The director of Leviathan is back with another bleak look at a broken family
05/17/2017
Russia has always been a cold and dreary place in the cinema of Andrey Zyvagintsev, who has dealt with family grievances against a backdrop of social commentary ever since his 2003 debut The Return. But it’s an especially domineering fixation in Loveless, which couldn’t have a more accurate title. The director’s fifth feature (and highly anticipated followup to his masterful Leviathan) follows the travails of a couple on the verge of splitting up, and the devastating impact that decision has on their 12-year-old child, who decides to flee. They spend most of the movie searching for him, but Loveless focuses less on the mystery than the grim circumstances responsible for it.
While not the same league as Leviathan, Zyvagintsev’s latest slow-burn look at anguished people tortured by problems beyond their control displays his mastery of the form. A bleak, disquieting drama sustained by its performances and tone, the movie is such a haunting experience that it remains absorbing even when it doesn’t go anywhere. Zyvagintsev frontloads the drama with exposition, quickly establishing the somber dynamic between Zhenya (Maryana Spivak) and Boris (Alexey Rozin), who bicker at length about their impending plans to go their separate ways.
It doesn’t take long to establish just how much they’ve already divested from the idea of maintaining some modicum of involvement in their child’s life: Boris wants the boy, Anton (Andris Keishs), to live his mother, while she wants to ship him off to boarding school: Both regard him as a burden above all else. What they don’t know is he can hear every word.
The movie has no greater demonstration of its director’s filmmaking mastery than a single, unbroken take following Zhenya out of the bathroom as she continues arguing with her husband about their son’s future; the camera doubles back to find him behind a door, overhearing every word and stifling his tears. It’s a brilliant, devastating maneuver, illustrating the extent to which the couple has become so enmeshed in their own problems that they’re literally blind to the resulting impact.
Or maybe they just don’t care. Rather than attempting to console their devastated son, Boris and Zhenya flee to their respective romances — Boris to his younger, pregnant girlfriend, and Zhenya to a gentle older man. But they remain such sad, frustrated, and testy people in the movie’s lengthy first act that it’s no wonder Anton abruptly vanishes without a trace. That twist catapults his parents into a search that finds them following clueless authorities and aimless trails in a quest with no real direction aside from reminding us just how much they’ve dug their own hole.

- _Recorded data_:
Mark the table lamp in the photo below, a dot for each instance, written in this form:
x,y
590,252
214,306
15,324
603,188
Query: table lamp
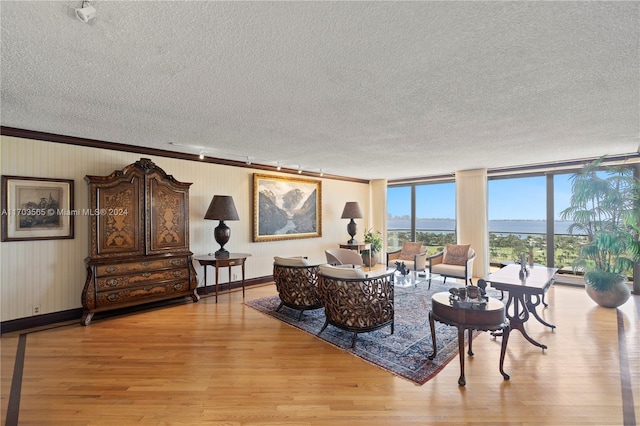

- _Exercise prompt_:
Continue the review of Loveless, beginning right after its final paragraph.

- _Expected output_:
Per usual with Zyvagintsev, the movie’s flawed characters deserve less blame than the system surrounding them. Snippets of radio and television news broadcasts throughout the movie hint at a world coming apart its seams: the Russian government assailing the media as a propaganda machine, apocalypse fears run rampant, stormy weather lurking just around the corner. While Boris and Zhenya never mention these events, it’s clear that they internalized them long ago. In a hopeless society, no intimate bond is safe.
As the parents continue their search, they bicker constantly about blame, though they seem to agree on one thing — that they never should have become parents in the first place — and Anton’s sudden absence only exacerbates their awareness of that tragic fact.
All of this might register as an overdose of fatalism if Spivak and Rosin didn’t deliver such absorbing, fragile performances that veer from dramatic outbursts to quiet, introverted glares. Ultimately, though, Loveless belongs to Zyvagintsev’s own startling formalism. Shots linger long after actors leave the frame, and in some occasions, the filmmaker stays with characters long after their conversations have ended, scrutinizing their distant expressions to clarify their simmering dissatisfaction. At the same time, the director has a penchant for sudden, shocking moments, including a memorable visit to the morgue that delivers a powerful moment around one actor’s abrupt reaction. Zyvagintsev frames shots so meticulously that they’re as unpredictable as the plot.
He also doesn’t shy away from injecting black comedy into the occasional odd moment, such as when Boris refers to Zhenya’s overzealous mother as “Stalin in heels,” and later we discover that the feisty woman lives up to the name. The police are so oblivious they may as well be Keystone Cops, their meandering investigation little beyond piling on to the broken family’s existing stress. It’s fascinating to watch Zyvagintsev set up a series of possibilities and then create new dead ends, as if he’s constructing a maze with no solution.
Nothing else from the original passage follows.